◆ **Request**
Can you rewrite everything in the entries below from the line containing "Practice step: pick out every instance of the deck" down to the line containing "[(391, 322), (369, 321), (318, 317), (39, 297), (663, 322)]", swapping "railing" for "balustrade" and leaving all else as it is?

Excerpts of pointing data

• • • • • • •

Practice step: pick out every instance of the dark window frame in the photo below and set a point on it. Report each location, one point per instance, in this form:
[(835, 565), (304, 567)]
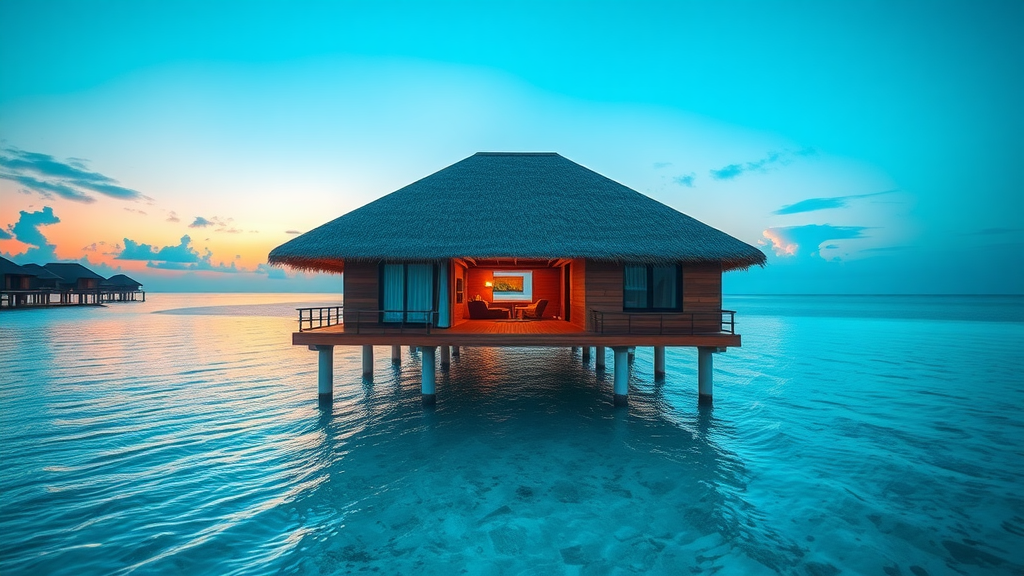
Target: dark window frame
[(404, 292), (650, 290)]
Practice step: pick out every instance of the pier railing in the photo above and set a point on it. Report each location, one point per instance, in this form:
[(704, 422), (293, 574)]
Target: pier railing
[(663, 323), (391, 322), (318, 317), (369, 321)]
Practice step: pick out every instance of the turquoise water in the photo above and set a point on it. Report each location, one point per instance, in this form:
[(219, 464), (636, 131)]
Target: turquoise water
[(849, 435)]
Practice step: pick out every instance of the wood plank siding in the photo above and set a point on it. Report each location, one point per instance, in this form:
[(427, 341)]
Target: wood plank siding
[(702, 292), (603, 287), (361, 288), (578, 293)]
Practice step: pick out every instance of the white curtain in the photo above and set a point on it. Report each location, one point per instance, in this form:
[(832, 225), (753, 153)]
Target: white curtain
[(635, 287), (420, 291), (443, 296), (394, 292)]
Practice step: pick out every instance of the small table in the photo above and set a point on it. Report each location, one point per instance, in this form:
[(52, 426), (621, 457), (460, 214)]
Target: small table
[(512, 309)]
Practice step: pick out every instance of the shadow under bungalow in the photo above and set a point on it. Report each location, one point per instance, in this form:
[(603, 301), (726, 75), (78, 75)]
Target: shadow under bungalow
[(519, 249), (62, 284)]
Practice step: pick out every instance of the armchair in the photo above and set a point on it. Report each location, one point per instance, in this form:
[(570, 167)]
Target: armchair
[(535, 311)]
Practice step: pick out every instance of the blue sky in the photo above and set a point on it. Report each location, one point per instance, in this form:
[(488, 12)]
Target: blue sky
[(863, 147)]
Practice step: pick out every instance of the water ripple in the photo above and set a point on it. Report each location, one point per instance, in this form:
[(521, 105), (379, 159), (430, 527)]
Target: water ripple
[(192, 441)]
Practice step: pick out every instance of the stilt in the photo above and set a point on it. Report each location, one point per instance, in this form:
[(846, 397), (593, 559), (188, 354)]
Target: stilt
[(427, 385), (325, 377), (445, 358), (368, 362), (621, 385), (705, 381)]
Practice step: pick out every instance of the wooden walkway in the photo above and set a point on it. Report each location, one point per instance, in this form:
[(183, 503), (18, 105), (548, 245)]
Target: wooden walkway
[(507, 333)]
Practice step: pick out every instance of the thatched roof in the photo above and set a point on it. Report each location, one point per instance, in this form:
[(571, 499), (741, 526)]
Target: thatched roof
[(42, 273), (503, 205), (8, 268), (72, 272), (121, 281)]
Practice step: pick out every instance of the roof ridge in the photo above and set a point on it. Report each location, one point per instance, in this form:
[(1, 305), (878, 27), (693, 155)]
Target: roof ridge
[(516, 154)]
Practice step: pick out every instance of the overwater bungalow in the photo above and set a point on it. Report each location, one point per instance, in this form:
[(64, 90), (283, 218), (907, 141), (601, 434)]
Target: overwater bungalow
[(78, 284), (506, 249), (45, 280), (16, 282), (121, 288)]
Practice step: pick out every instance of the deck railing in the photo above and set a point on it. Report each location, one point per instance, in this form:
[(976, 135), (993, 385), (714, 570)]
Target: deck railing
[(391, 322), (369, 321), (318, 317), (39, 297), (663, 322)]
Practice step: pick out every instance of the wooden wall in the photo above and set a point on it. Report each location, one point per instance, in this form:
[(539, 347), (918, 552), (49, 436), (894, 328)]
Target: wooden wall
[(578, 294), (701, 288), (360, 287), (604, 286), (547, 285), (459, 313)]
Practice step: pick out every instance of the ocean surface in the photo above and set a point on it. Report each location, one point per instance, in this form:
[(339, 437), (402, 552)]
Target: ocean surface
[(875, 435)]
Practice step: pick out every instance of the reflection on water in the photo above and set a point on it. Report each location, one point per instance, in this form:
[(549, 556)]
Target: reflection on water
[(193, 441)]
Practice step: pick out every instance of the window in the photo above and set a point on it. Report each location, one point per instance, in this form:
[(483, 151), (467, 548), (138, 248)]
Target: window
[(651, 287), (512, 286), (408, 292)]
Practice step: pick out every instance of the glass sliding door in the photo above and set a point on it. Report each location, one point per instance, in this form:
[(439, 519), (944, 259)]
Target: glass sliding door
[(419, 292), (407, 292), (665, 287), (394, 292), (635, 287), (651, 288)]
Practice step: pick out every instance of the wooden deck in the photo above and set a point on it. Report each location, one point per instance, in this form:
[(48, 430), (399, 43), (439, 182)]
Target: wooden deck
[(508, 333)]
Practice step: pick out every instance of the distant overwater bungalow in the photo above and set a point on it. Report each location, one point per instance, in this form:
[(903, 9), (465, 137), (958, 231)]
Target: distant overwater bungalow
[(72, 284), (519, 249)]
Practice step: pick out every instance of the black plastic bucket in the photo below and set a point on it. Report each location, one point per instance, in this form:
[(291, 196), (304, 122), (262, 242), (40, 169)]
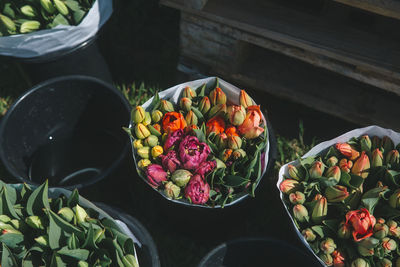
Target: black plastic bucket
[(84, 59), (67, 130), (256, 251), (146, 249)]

• • • • • • •

◆ **In response**
Practice step: pick out every instance of the deck balustrade in the photo above and set a point on it. Report each location, one point per instance, in this form:
[(976, 135), (993, 385), (714, 570)]
Target: deck balustrade
[(391, 322), (369, 321), (318, 317), (39, 297), (663, 322)]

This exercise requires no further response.